# [Page]
The Reason for No God
My first thought upon picking up Stephen Hawking’s 2018 book, Brief Answers to the Big Questions is that it is the Naturalist’s equivalent of Tim Keller’s The Reason for God (2008). In winsome, thoughtful terms a layman can understand, the famed scientist and mathematician provides his answers to ten questions:
Is there a God?
How did it all begin?
Is there other intelligent life in the universe?
Can we predict the future?
What is inside a black hole?
Is time travel possible?
Will we survive on Earth?
Should we colonise space?
Will artificial intelligence outsmart us?
How do we shape the future?
Stephen Hawking (1942-2018) requires no introduction. His life story is well known, his discoveries and scientific theorizing well publicized and his wide appeal as a public intellectual undiminished. “People have always wanted answers to the big questions,” Hawking says. “Where did we come from? How did the universe begin? What is the meaning and design behind it all? Is there anyone out there?” As a Christian I certainly agree. It’s what St Augustine was referring to, I think, when he spoke in his Confessionsof our “restless hearts.” We can suppress the search, of course, or be so distracted as to ignore the questions for a while, but they remain and occasionally—at points of crisis and uncertainty, for example—they literally demand our attention.

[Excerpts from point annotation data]
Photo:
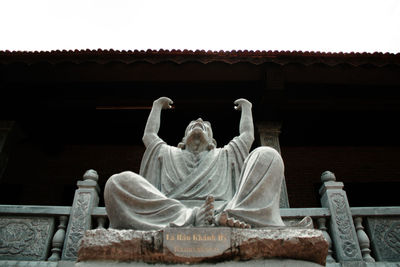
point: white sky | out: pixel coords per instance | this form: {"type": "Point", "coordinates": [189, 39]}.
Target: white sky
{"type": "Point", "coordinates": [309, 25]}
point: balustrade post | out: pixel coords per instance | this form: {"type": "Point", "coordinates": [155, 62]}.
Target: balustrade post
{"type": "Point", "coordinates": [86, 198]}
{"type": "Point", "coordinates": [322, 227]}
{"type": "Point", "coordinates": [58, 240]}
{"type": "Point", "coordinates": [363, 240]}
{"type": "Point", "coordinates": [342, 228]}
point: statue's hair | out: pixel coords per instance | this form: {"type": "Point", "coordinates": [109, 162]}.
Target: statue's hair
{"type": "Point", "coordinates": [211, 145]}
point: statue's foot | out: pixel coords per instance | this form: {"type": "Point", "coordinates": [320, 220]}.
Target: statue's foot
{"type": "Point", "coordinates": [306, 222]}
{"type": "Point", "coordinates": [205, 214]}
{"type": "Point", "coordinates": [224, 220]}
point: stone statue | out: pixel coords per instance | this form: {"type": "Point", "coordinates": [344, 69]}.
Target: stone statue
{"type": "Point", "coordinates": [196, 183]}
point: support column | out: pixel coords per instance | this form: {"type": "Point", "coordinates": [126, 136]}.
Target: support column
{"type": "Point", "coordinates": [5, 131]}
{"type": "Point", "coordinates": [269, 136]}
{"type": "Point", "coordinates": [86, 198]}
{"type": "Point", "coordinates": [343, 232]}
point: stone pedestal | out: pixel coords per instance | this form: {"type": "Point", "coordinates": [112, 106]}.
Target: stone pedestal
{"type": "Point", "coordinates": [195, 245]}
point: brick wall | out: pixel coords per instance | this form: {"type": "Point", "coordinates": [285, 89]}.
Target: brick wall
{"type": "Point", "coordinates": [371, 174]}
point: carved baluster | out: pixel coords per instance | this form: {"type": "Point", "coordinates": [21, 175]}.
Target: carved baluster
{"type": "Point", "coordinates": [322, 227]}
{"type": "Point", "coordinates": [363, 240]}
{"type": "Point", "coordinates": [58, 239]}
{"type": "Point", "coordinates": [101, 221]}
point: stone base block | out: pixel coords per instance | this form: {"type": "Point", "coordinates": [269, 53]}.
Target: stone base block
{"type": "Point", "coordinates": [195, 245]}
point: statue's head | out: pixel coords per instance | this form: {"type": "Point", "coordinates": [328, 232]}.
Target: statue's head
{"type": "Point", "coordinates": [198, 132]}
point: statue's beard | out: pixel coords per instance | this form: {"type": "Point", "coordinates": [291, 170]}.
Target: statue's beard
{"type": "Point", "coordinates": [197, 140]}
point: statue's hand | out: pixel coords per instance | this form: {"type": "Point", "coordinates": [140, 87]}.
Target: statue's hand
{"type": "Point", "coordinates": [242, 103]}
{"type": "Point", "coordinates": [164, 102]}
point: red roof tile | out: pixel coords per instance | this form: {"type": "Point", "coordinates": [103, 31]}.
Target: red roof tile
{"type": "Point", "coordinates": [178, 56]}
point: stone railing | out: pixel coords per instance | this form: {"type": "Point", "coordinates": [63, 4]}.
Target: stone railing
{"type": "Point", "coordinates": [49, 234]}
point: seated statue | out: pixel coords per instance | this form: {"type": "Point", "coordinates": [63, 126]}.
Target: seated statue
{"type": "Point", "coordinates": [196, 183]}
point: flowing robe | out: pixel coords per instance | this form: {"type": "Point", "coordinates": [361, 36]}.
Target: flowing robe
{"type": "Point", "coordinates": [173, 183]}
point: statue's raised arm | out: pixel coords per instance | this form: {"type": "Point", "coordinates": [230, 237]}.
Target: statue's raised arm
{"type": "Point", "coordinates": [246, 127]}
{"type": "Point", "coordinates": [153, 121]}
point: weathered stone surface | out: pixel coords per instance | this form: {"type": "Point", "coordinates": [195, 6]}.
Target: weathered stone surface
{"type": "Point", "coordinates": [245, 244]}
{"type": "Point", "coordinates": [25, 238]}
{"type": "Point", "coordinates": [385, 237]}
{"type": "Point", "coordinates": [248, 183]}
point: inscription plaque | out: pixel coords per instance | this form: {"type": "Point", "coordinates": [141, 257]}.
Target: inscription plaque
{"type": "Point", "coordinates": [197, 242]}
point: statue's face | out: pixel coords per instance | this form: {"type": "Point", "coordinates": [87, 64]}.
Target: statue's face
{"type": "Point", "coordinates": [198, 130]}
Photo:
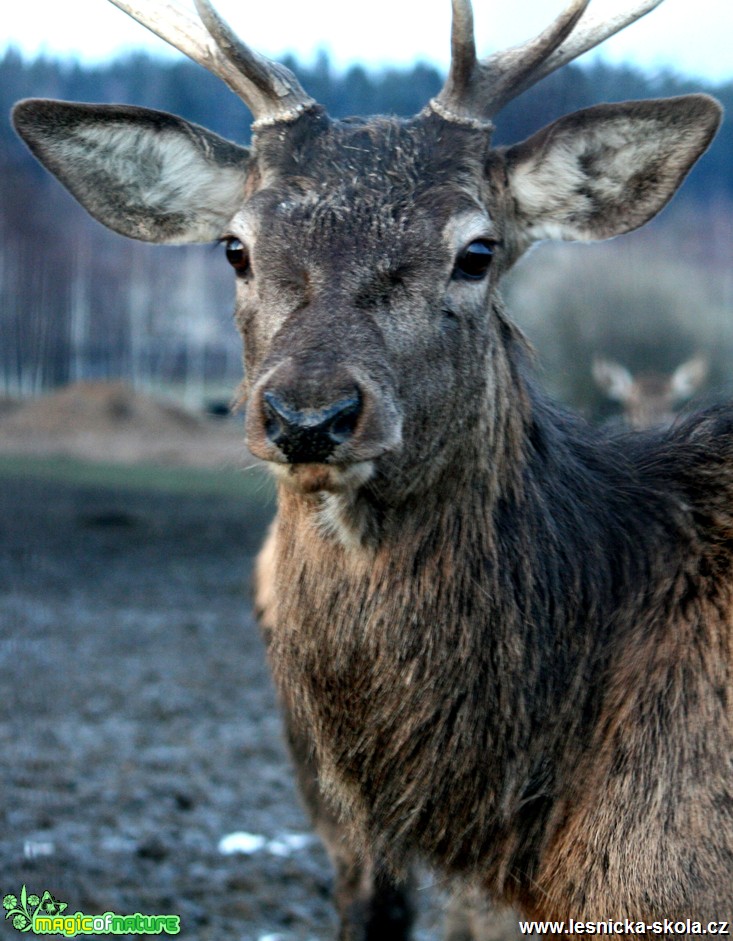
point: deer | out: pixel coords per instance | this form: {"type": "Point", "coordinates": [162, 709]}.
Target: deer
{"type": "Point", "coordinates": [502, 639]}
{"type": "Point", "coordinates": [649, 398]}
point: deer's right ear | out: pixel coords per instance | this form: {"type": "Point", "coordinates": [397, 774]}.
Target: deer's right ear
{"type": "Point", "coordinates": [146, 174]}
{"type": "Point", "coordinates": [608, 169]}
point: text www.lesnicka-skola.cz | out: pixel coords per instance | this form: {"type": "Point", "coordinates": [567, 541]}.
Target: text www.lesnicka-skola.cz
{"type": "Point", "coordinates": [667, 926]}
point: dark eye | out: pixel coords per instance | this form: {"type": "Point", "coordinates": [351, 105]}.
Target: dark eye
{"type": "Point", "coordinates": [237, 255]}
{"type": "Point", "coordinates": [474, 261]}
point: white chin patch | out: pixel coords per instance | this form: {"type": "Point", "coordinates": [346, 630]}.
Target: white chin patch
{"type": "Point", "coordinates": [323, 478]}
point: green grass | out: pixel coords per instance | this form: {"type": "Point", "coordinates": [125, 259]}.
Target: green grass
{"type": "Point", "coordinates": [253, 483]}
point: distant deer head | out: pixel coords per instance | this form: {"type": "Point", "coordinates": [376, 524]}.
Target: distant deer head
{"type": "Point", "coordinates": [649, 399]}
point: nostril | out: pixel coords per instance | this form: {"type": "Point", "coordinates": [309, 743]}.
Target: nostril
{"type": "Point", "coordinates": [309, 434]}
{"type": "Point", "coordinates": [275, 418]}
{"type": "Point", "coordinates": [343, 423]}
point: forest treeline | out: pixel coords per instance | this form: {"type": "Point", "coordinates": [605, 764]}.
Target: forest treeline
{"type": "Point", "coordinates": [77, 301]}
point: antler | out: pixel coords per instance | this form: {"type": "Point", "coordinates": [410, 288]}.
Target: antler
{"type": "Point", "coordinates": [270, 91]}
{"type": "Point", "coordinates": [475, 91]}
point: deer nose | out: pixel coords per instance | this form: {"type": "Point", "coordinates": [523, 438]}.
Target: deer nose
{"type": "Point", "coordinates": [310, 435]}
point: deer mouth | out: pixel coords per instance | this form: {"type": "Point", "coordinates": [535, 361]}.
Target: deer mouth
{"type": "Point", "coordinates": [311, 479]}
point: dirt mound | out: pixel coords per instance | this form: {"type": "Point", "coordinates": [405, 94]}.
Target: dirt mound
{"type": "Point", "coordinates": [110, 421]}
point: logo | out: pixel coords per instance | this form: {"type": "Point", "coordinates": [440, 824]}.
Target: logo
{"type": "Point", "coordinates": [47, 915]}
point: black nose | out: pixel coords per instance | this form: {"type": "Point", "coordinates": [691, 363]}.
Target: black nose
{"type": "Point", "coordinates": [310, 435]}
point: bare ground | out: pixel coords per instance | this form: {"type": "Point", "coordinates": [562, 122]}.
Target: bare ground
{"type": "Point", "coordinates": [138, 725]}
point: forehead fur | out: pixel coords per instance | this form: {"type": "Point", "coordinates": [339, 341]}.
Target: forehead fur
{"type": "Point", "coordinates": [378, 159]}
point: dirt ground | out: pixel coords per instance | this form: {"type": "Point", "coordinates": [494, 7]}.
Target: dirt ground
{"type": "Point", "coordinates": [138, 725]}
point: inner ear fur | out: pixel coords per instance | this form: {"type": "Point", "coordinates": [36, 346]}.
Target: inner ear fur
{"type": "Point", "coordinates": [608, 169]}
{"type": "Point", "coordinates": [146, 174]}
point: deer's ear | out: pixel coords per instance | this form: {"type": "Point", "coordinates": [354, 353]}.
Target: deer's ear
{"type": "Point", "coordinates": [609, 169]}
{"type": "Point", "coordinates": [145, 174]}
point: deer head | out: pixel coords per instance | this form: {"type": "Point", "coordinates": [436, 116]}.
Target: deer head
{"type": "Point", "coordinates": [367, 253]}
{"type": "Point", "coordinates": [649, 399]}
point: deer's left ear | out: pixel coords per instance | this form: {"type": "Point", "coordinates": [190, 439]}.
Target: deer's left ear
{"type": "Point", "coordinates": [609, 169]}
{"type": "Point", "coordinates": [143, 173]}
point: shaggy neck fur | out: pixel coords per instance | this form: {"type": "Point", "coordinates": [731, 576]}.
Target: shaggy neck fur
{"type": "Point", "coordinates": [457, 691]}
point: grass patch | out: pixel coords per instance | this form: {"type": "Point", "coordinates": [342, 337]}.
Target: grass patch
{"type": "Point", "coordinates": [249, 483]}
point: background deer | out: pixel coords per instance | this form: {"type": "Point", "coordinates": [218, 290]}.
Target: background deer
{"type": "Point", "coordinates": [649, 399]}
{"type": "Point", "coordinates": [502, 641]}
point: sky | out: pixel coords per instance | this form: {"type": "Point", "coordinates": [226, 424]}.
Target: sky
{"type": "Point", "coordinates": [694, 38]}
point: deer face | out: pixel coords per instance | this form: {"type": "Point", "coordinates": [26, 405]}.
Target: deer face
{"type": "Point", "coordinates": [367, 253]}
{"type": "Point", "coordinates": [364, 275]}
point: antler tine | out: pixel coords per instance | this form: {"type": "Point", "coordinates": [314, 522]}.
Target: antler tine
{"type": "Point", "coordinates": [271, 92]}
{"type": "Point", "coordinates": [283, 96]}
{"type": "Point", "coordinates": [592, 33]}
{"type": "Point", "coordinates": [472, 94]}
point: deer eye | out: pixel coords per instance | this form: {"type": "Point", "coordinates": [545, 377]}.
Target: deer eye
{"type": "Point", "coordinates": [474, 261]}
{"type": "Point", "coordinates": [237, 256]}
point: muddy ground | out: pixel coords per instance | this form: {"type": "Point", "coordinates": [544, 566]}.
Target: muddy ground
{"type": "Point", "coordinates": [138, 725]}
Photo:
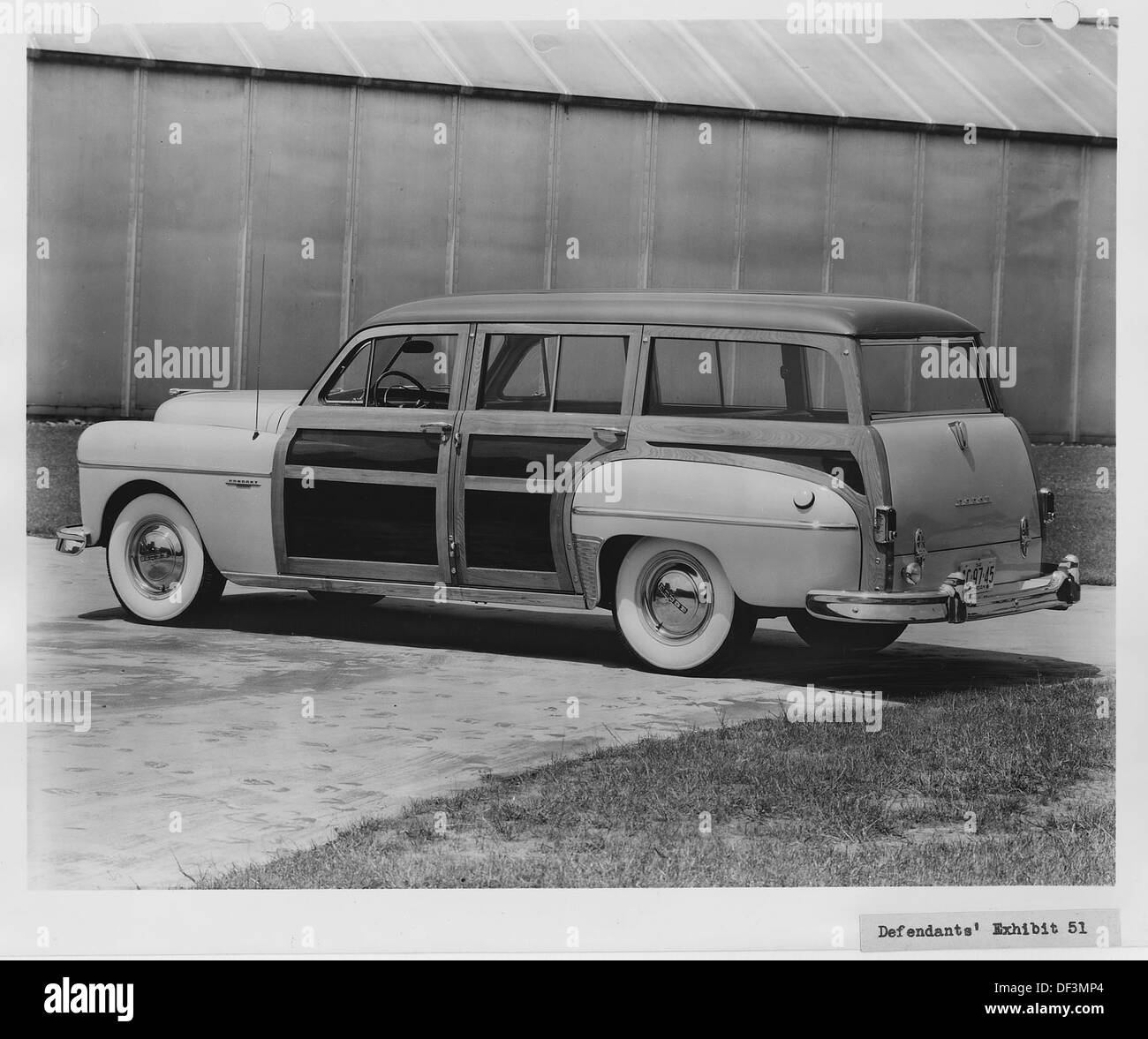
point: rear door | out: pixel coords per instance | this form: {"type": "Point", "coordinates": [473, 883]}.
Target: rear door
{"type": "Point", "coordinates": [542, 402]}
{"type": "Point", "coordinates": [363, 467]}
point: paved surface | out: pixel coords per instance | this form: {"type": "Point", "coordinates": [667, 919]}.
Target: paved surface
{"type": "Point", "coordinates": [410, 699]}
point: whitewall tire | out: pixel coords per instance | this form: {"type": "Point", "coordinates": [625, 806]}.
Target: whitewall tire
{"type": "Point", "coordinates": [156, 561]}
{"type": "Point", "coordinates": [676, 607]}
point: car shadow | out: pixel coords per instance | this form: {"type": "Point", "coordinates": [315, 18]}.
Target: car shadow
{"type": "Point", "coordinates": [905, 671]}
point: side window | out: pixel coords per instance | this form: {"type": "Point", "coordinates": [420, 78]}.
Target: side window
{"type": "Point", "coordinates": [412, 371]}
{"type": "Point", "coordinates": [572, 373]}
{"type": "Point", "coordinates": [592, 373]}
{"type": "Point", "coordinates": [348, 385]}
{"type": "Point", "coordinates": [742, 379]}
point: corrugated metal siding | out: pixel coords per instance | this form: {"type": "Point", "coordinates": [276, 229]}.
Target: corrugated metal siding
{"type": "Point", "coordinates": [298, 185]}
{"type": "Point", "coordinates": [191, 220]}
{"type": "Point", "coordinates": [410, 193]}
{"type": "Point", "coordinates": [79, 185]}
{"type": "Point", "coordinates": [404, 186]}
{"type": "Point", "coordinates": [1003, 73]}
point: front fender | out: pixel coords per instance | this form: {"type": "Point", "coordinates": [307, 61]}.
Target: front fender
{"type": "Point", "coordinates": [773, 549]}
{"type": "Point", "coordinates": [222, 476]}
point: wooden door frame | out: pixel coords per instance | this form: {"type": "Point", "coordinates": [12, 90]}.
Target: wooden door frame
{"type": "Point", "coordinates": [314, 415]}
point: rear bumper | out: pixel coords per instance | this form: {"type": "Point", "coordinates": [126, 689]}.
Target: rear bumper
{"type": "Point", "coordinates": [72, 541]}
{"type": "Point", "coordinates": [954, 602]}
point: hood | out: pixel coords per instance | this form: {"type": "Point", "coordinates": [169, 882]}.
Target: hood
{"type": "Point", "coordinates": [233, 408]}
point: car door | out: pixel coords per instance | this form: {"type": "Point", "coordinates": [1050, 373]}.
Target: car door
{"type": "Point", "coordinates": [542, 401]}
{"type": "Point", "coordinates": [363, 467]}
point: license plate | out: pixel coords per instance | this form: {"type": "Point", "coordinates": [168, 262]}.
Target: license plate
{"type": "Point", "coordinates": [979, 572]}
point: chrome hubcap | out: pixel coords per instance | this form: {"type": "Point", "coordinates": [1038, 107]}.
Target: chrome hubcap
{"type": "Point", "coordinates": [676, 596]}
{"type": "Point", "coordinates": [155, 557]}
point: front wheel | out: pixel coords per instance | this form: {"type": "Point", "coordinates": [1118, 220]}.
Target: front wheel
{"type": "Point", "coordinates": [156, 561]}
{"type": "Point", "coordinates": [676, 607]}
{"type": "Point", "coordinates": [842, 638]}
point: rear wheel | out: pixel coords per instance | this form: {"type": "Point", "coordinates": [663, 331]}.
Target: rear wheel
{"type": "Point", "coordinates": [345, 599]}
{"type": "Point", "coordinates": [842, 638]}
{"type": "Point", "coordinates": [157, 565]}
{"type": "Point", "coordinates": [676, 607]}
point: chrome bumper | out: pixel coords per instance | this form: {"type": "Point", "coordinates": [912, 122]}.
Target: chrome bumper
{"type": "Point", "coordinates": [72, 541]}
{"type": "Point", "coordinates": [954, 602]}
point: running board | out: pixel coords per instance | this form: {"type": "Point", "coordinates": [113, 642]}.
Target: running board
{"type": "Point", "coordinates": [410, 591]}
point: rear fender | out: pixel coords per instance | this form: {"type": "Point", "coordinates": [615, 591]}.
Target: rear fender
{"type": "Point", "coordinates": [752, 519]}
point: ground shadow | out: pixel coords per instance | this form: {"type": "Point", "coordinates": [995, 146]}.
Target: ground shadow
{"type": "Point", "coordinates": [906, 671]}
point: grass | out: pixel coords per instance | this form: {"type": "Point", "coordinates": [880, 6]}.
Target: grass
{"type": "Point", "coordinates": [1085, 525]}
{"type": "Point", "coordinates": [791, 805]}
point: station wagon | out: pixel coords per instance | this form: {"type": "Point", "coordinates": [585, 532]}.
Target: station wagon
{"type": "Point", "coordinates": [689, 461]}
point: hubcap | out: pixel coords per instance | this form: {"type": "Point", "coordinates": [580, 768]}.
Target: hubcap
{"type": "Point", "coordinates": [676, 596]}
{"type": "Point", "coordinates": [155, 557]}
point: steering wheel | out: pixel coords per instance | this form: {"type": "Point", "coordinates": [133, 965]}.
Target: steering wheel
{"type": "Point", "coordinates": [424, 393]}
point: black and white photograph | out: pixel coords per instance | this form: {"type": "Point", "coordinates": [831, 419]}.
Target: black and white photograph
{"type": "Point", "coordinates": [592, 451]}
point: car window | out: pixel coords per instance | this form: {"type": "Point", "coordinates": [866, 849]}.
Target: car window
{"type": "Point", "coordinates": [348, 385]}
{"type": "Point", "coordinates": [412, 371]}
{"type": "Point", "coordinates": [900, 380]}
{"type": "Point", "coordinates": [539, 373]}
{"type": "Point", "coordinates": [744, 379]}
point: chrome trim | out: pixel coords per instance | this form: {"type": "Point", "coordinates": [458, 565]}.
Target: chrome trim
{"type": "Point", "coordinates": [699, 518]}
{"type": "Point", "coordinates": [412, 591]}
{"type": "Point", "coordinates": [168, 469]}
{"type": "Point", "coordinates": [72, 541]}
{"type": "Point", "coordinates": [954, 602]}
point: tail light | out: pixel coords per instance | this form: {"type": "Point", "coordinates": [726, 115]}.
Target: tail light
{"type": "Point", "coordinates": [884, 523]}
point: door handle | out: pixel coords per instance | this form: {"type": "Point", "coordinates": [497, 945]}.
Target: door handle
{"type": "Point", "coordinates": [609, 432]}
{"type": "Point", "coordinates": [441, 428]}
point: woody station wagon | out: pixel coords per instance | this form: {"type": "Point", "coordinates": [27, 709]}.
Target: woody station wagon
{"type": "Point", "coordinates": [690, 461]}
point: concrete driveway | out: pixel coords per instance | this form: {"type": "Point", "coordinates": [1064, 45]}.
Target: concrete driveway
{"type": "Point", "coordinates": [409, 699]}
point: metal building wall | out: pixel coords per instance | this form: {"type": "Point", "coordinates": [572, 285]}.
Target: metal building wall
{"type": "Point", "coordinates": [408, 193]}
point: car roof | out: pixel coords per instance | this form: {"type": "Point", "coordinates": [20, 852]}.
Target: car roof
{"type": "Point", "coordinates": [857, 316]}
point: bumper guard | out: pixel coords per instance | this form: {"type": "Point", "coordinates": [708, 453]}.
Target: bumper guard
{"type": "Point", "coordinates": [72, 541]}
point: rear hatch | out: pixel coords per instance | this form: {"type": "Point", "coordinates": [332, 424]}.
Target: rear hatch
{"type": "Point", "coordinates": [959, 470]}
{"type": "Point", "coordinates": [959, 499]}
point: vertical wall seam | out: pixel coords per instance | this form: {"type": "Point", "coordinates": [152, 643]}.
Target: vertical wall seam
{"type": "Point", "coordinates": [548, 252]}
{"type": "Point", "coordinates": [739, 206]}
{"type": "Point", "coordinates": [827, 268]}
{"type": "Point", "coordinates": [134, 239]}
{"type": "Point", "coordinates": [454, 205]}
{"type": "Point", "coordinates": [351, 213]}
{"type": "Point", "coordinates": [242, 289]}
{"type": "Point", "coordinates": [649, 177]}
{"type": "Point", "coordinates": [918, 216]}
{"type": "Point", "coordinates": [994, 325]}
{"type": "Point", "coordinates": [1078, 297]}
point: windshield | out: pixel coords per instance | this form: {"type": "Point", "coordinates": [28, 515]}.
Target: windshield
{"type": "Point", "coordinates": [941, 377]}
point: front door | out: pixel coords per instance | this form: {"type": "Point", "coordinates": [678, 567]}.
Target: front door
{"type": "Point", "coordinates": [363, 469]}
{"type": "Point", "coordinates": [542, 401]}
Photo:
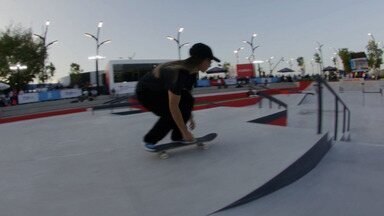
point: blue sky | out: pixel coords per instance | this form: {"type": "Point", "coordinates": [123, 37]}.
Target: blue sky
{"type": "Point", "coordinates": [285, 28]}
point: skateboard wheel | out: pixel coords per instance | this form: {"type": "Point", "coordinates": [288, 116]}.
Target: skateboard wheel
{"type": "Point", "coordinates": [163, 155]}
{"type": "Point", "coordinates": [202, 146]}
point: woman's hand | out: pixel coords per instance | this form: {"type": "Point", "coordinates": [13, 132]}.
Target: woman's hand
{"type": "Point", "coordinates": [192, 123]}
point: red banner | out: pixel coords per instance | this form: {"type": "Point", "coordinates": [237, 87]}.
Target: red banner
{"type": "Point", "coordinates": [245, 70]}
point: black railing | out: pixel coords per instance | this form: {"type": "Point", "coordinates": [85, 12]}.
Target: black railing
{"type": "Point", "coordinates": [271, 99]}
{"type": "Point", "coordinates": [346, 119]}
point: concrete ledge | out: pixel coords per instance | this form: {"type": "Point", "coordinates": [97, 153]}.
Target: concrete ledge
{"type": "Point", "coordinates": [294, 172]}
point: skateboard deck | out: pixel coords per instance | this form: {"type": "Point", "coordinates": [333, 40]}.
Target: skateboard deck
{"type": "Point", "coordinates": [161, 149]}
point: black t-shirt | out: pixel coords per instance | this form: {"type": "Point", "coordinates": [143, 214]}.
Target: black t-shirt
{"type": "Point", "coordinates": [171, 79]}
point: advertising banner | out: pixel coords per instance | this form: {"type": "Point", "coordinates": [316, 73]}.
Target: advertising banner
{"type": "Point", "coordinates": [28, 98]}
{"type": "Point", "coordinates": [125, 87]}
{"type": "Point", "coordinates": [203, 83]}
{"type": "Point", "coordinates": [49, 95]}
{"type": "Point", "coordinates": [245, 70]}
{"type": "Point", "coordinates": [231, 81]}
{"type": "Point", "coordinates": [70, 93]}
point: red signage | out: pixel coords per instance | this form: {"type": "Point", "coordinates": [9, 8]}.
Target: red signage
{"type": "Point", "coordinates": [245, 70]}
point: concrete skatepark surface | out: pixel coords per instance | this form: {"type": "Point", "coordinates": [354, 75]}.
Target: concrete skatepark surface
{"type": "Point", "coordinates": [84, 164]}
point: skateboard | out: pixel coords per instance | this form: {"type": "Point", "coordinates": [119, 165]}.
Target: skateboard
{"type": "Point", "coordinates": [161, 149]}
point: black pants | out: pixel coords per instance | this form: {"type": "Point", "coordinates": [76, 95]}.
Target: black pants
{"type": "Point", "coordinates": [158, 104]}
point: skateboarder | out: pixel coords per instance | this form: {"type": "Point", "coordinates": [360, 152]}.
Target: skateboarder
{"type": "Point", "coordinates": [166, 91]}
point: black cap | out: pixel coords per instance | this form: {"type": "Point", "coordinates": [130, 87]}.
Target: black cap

# [Instructions]
1 > Decide whether each statement agrees with the review of Hawking's book, answering yes or no and quoting the words from the review that settle it. (a) The book came out in 2018. (b) The book answers twelve questions. (c) The reviewer is a Christian.
2 > Answer these questions from the review of Hawking's book.
(a) Which Tim Keller book is Hawking's book likened to?
(b) What birth and death years are given for Hawking?
(c) Which work by St Augustine does the reviewer mention?
3 > Continue the review of Hawking's book from its final sentence.
The items have no connection to the review of Hawking's book.

# [Responses per task]
1 >
(a) Yes: "Stephen Hawking’s 2018 book"
(b) No: "provides his answers to ten questions"
(c) Yes: "As a Christian I certainly agree."

2 >
(a) The Reason for God (2008)
(b) 1942-2018
(c) Confessions

3 >
“The creation accounts of the past,” Hawking continues, “now seem less relevant and credible.” I disagree, though popular (per)versions of them have rightly revealed themselves to be neither credible or plausible. “They have been replaced by a variety of what can only be called superstitions, ranging from New Age to Star Trek. But real science can be far stranger than science fiction, and much more satisfying.” Again, I agree. Unsurprisingly, Hawking’s answers to the big questions are based on the conclusions and assumptions of modern science, which for many today is seen as the only possible source of ultimate knowledge for life and reality.
Brief Answers to the Big Questions begs to be read and discussed. Please do so—and be certain to include friends who will find Hawking’s Naturalism to be credible.
As you read and discuss this book, there are some questions that will be worth some serious reflection. Why this particular list of questions? Many religious believers would probably identify a slightly different set of The Big Questions. The specific questions we pose are related to where we stand when we ask them, and to the sort of answers we expect to find. What is attractive in how Hawking answers the questions? Hawking’s prose is markedly different from the aggressive secular fundamentalism of Richard Dawkins or the late Christopher Hitchens. He comes across as reasonable and authentic, and the difference matters. What unacknowledged assumptions and beliefs does Hawking accept without disclosing the nature of his faith?We all, Christian and Naturalist alike begin by faith. I accept by faith, for example, that God exists; Hawking accepts by faith the accurate working of our senses on an external reality that truly exists. In the end we are all believers. In what ways do the Christian answers to the Big Questions intersect—agreeing and disagreeing—with Hawking’s ideas? Our non-Christian neighbors and colleagues may not be as eloquent in talking about their view of things as Hawking, but many will agree with him. It is our calling to relate the biblical understanding of life and reality in love, and in terms our friends can understand, even if they choose to disbelieve it.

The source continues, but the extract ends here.